» **DOCUMENT**:
## start

It was at this point that you really crossed the line. But standing up and walking out of the classroom, you disrupted the class, you showed incredible disrespect, and you left me with no choice but to refer the matter to the administration. And you know that will mean an immediate three-day suspension. With your dreams of playing football — I eavesdrop in the hall, as do other teachers — that doesn’t seem like something you’d want. A discipline record and poor grades guarantee your disqualification from school sports. So it seemed very short-sighted of you.

See, here’s what you don’t understand: if I didn’t care about you, I’d just let you leave that head down. It’s much easier to let you sleep. So I ask you to put your head up knowing that I’m only making my life more difficult. I do it every day because I refuse to give up. You might force my hand as you did today, and if that’s the case, then I’ll do as instructed by my superiors and write you up every single time you do it. It doesn’t seem like a very productive way to spend my time, but I follow instructions. All I’m asking is that you do the same.

Still a little frustrated,
Your Teacher

Play Too Much

Dear Terrence,

I watch you walking down the hall, getting upset by the least little thing, and I worry. Someone bumps into you, and you’re upset. Someone says something to you that you don’t want to hear, and you’re upset. Someone doesn’t do this or that, and you’re upset. And then today, you’re about to get into a fight because — because why exactly? I could never get more out of you than, “He play too much.”

Of course, you’re not the first to say that. I hear it a lot. “You play too much.” “They play too much.” “Mr. Jones play too much.” I hear it a lot, but I’m not sure what it means. I’m fairly certain you don’t mean that literally: I don’t think it’s the amount of time this or that person spends playing video games that upsets you. We’re not playing any sport in the hallway, so you’re not referring to that. What you must mean is that the person in question plays mind games too much. That’s the only thing I can figure. But an odd thing about mind games: they take two to play. So if he plays too much, if she plays too much, it only means that you’re playing along too much.

## end

Copy everything in the teacher's letters from "Of course, you’re" down to "along too much.", word for word.

» **DATASET ENTRIES**:

## start

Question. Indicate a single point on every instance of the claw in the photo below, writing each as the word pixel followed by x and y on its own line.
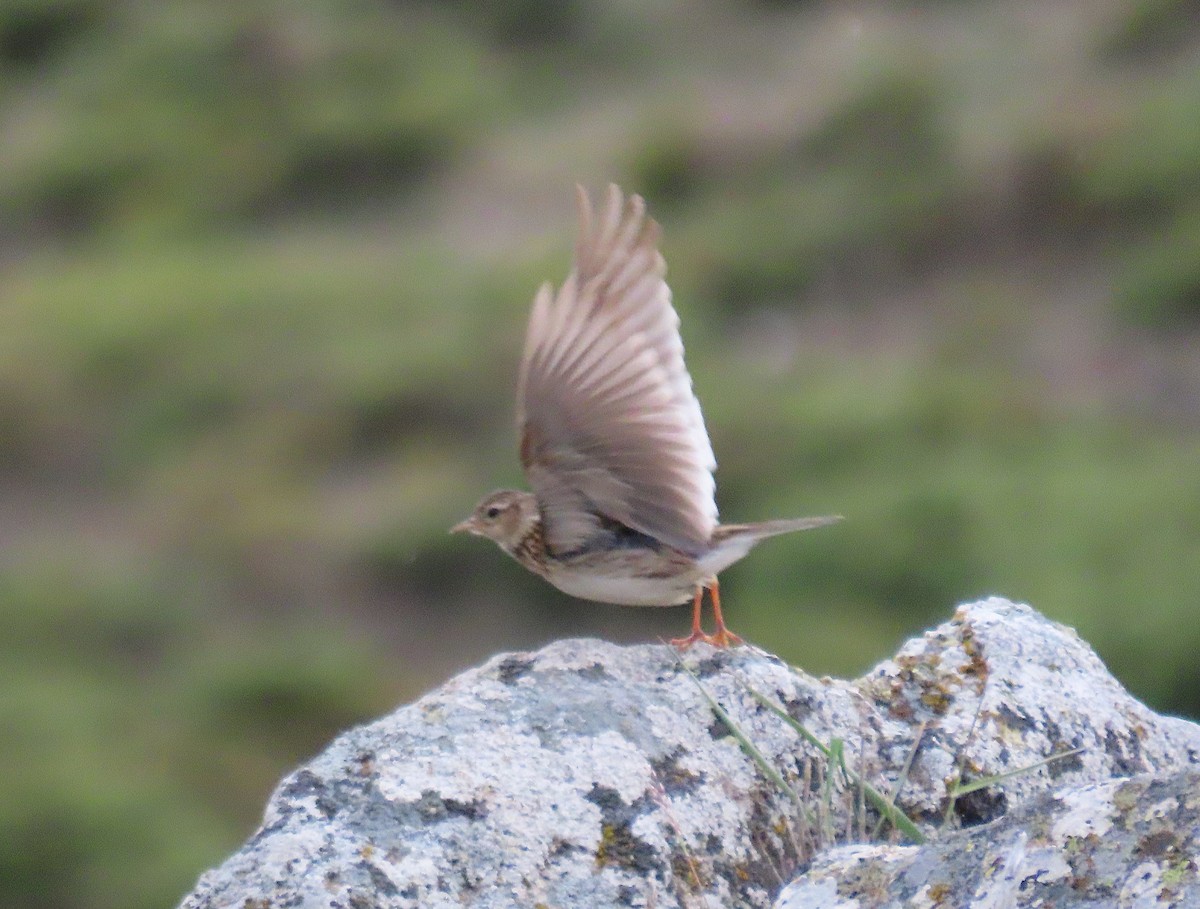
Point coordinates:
pixel 723 637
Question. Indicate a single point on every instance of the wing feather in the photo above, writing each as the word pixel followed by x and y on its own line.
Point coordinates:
pixel 610 425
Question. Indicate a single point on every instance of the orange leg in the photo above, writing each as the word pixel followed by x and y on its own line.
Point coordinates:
pixel 723 637
pixel 697 633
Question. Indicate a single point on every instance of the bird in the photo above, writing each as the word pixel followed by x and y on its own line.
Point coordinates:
pixel 612 440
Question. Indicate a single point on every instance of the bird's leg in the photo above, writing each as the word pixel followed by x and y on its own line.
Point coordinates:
pixel 723 637
pixel 697 633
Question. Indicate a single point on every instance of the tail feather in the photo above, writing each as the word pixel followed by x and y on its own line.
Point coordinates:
pixel 762 529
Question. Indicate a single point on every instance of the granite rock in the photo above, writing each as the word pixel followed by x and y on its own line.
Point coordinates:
pixel 594 775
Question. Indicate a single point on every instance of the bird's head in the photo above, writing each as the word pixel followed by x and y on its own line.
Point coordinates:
pixel 505 516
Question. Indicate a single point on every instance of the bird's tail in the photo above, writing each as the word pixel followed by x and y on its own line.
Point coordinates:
pixel 762 529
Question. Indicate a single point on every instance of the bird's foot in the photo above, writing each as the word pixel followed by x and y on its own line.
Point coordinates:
pixel 684 643
pixel 724 638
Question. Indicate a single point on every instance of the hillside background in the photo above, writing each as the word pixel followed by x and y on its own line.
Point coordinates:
pixel 264 271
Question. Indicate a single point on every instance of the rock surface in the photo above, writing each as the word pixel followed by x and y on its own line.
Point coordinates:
pixel 592 775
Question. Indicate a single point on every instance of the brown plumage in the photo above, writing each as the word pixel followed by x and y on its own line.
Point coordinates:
pixel 613 444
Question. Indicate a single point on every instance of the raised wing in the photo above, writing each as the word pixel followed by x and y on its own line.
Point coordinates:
pixel 610 426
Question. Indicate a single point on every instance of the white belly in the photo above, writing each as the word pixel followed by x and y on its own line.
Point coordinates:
pixel 628 590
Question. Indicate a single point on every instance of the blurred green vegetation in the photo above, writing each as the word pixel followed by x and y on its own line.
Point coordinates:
pixel 264 270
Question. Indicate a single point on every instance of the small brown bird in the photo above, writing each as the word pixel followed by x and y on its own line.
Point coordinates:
pixel 612 439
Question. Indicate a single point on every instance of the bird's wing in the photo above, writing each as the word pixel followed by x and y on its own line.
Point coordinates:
pixel 610 426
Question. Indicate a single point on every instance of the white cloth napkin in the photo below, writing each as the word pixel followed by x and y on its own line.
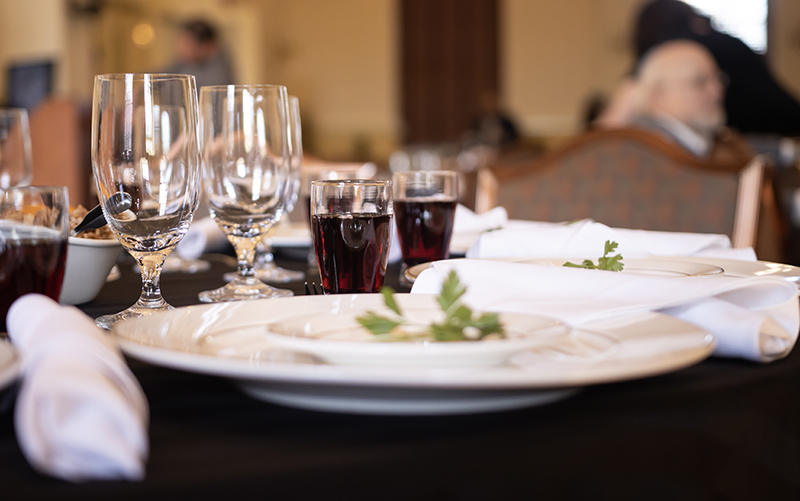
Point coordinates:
pixel 755 318
pixel 80 413
pixel 585 239
pixel 204 236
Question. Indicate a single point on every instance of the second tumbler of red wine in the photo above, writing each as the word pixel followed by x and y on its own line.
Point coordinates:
pixel 351 227
pixel 425 208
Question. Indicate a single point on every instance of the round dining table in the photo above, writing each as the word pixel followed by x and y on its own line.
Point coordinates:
pixel 721 429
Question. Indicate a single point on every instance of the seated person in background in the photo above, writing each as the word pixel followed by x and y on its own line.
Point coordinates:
pixel 679 93
pixel 200 54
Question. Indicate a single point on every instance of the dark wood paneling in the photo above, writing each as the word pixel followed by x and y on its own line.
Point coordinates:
pixel 449 58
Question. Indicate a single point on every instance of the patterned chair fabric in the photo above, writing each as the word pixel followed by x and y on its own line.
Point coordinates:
pixel 626 179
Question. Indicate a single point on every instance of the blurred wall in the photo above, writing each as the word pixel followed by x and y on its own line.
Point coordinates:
pixel 341 56
pixel 33 30
pixel 554 55
pixel 784 42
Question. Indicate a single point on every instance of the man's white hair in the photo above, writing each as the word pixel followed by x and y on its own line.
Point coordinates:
pixel 655 68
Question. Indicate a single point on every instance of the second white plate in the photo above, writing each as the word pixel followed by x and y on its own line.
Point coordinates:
pixel 674 267
pixel 228 340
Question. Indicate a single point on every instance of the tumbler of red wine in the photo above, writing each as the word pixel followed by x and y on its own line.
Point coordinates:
pixel 425 207
pixel 351 227
pixel 34 225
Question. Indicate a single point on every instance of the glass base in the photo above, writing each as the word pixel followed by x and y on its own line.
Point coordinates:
pixel 272 275
pixel 243 289
pixel 135 311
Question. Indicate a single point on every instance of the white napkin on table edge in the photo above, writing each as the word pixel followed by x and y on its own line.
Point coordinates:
pixel 754 318
pixel 586 238
pixel 80 413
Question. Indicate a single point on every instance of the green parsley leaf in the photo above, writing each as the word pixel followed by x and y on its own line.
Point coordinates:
pixel 457 318
pixel 609 263
pixel 452 290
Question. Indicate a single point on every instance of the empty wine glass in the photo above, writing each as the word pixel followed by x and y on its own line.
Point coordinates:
pixel 145 146
pixel 15 148
pixel 266 269
pixel 246 174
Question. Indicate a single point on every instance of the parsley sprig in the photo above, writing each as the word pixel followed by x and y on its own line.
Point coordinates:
pixel 610 263
pixel 459 323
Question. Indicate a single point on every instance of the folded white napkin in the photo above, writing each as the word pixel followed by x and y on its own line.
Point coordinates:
pixel 467 221
pixel 755 318
pixel 585 239
pixel 204 236
pixel 80 414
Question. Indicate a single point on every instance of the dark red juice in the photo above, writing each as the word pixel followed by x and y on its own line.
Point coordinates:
pixel 352 251
pixel 424 227
pixel 30 265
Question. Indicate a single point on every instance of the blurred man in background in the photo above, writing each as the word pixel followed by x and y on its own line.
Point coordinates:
pixel 679 93
pixel 200 54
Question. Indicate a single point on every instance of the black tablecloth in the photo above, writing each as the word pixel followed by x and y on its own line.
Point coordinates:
pixel 724 429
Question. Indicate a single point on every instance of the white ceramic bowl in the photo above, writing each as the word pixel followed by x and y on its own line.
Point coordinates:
pixel 88 265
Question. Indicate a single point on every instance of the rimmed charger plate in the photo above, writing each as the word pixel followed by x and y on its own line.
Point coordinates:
pixel 339 339
pixel 228 340
pixel 671 267
pixel 9 364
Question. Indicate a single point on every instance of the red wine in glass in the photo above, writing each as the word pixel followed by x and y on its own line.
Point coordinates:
pixel 424 226
pixel 352 250
pixel 30 264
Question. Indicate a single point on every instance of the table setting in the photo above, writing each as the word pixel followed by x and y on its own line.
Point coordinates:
pixel 538 321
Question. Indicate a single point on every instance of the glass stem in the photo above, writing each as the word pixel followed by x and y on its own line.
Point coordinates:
pixel 266 260
pixel 150 266
pixel 245 254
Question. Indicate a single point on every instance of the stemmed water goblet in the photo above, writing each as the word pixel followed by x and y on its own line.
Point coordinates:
pixel 145 148
pixel 265 267
pixel 246 174
pixel 15 148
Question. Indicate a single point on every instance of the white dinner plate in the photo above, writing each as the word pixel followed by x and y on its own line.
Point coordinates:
pixel 337 337
pixel 735 268
pixel 672 267
pixel 9 364
pixel 228 340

## end

» **COMPLETED TASK**:
Of course, you’re not the first to say that. I hear it a lot. “You play too much.” “They play too much.” “Mr. Jones play too much.” I hear it a lot, but I’m not sure what it means. I’m fairly certain you don’t mean that literally: I don’t think it’s the amount of time this or that person spends playing video games that upsets you. We’re not playing any sport in the hallway, so you’re not referring to that. What you must mean is that the person in question plays mind games too much. That’s the only thing I can figure. But an odd thing about mind games: they take two to play. So if he plays too much, if she plays too much, it only means that you’re playing along too much.